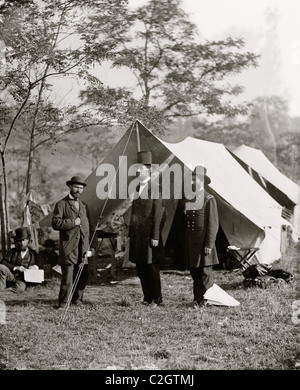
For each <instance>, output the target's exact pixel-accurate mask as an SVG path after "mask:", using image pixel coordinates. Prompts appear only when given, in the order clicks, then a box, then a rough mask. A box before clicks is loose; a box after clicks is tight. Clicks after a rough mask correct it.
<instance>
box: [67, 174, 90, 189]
mask: <svg viewBox="0 0 300 390" xmlns="http://www.w3.org/2000/svg"><path fill="white" fill-rule="evenodd" d="M66 184H67V186H70V185H71V184H81V185H83V186H84V187H85V186H86V183H85V182H84V180H83V179H82V177H81V176H72V177H71V179H70V180H68V181H67V182H66Z"/></svg>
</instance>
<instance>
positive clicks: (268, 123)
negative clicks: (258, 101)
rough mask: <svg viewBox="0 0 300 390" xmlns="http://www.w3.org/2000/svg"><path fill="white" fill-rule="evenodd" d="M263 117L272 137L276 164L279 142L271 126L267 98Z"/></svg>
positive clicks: (271, 142)
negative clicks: (268, 109) (277, 142)
mask: <svg viewBox="0 0 300 390" xmlns="http://www.w3.org/2000/svg"><path fill="white" fill-rule="evenodd" d="M262 118H263V120H264V122H265V128H266V130H267V134H268V136H269V137H270V141H271V146H272V149H273V156H274V163H275V165H277V143H276V139H275V135H274V133H273V130H272V128H271V126H270V122H269V113H268V105H267V102H266V100H264V105H263V112H262Z"/></svg>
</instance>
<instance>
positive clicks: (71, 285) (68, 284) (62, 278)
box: [58, 264, 74, 306]
mask: <svg viewBox="0 0 300 390" xmlns="http://www.w3.org/2000/svg"><path fill="white" fill-rule="evenodd" d="M61 271H62V278H61V284H60V291H59V296H58V303H59V306H65V305H66V303H67V300H68V297H69V296H70V294H71V292H72V287H73V273H74V265H73V264H67V265H62V266H61Z"/></svg>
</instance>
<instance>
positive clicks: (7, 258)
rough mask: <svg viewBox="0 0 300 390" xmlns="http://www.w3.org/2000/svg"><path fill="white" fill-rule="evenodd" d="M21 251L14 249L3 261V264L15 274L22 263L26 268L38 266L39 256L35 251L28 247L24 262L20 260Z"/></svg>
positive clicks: (7, 253)
mask: <svg viewBox="0 0 300 390" xmlns="http://www.w3.org/2000/svg"><path fill="white" fill-rule="evenodd" d="M19 255H20V249H19V248H13V249H11V250H10V251H9V252H8V253H7V255H6V256H5V257H4V258H3V259H2V260H1V262H0V263H1V264H4V265H6V267H7V268H8V269H9V270H10V271H11V272H13V269H14V267H17V266H20V265H21V261H22V265H23V267H25V268H29V267H30V266H31V265H38V255H37V253H36V251H35V250H33V249H31V248H30V247H28V253H27V255H26V256H25V258H24V259H23V260H21V259H20V258H19Z"/></svg>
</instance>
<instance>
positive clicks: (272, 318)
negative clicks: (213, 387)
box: [0, 244, 300, 370]
mask: <svg viewBox="0 0 300 390" xmlns="http://www.w3.org/2000/svg"><path fill="white" fill-rule="evenodd" d="M299 253H300V247H299V244H298V246H296V245H292V246H291V248H290V249H289V250H288V252H287V253H286V254H285V256H284V258H283V259H282V261H281V262H279V263H278V264H274V265H273V268H282V269H284V270H286V271H289V272H291V273H292V274H293V275H294V280H293V281H292V282H290V283H276V284H273V285H271V286H270V287H268V288H267V289H261V288H259V287H255V288H251V289H246V288H245V287H244V286H243V280H244V277H243V276H242V274H241V272H229V271H227V270H216V271H215V279H216V283H217V284H218V285H219V286H220V287H222V288H223V289H224V290H225V291H227V292H228V293H229V294H230V295H232V296H233V297H234V298H235V299H237V300H238V301H239V302H240V305H239V306H237V307H220V306H209V307H204V308H197V309H196V308H194V307H193V306H192V304H191V303H192V280H191V278H190V276H189V274H188V273H187V272H183V273H182V274H176V273H168V272H163V273H162V288H163V297H164V303H165V305H164V306H162V307H154V306H145V305H143V304H141V299H142V294H141V287H140V284H139V281H138V280H137V278H136V277H135V271H133V270H131V271H126V272H125V271H121V270H118V271H117V276H116V280H117V283H110V281H109V278H105V277H103V278H102V279H101V278H99V283H97V284H90V285H88V287H87V289H86V293H85V302H86V303H85V305H84V306H82V307H70V309H69V310H68V312H67V316H66V318H65V320H64V322H63V323H62V324H61V323H60V319H61V316H62V313H60V312H58V311H57V310H56V309H55V305H56V303H57V296H58V291H59V283H60V280H59V278H52V279H51V280H49V281H47V283H45V284H43V285H39V286H36V287H30V288H28V289H27V290H26V291H25V292H24V293H23V294H21V295H15V294H13V293H11V292H0V300H1V301H2V302H1V301H0V304H1V305H2V317H1V318H2V319H1V318H0V323H1V322H2V324H0V332H1V335H0V369H2V370H79V369H81V370H115V369H116V370H129V369H130V370H151V369H159V370H297V369H299V366H300V352H299V326H300V324H299V322H300V321H299V320H298V318H297V317H295V316H294V317H293V309H292V304H293V302H295V301H296V300H300V294H299V290H298V286H299V269H298V258H299ZM129 276H131V277H129ZM0 314H1V313H0ZM295 318H296V319H295ZM4 322H5V323H4Z"/></svg>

══════════════════════════════

Task details: Please write out exactly, and only, the lines from the beginning of the entries through the line containing "positive clicks: (71, 285)", including both and skipping all pictures.

Exercise solution:
For each <instance>, output the target's exact pixel-accurate mask as an SVG path after "mask:", using image pixel coordinates. Prompts appear only when given, in the order clicks, then a box, then a rough mask. A box before clicks is loose; a box after clicks is tight. Clicks after a rough mask correct it.
<instance>
box: [67, 174, 90, 189]
mask: <svg viewBox="0 0 300 390" xmlns="http://www.w3.org/2000/svg"><path fill="white" fill-rule="evenodd" d="M66 184H67V186H70V185H71V184H81V185H83V186H84V187H85V186H86V183H85V182H84V180H83V179H82V177H81V176H72V177H71V179H70V180H68V181H67V182H66Z"/></svg>
</instance>
<instance>
positive clicks: (268, 123)
negative clicks: (258, 101)
rough mask: <svg viewBox="0 0 300 390" xmlns="http://www.w3.org/2000/svg"><path fill="white" fill-rule="evenodd" d="M263 117L272 137L276 164L279 142L271 126L267 98Z"/></svg>
positive clicks: (271, 142)
negative clicks: (268, 109) (277, 142)
mask: <svg viewBox="0 0 300 390" xmlns="http://www.w3.org/2000/svg"><path fill="white" fill-rule="evenodd" d="M262 118H263V120H264V122H265V128H266V130H267V134H268V136H269V137H270V141H271V146H272V149H273V156H274V163H275V165H277V143H276V139H275V135H274V133H273V130H272V128H271V126H270V122H269V113H268V105H267V102H266V100H264V105H263V112H262Z"/></svg>
</instance>
<instance>
positive clicks: (71, 285) (68, 284) (62, 278)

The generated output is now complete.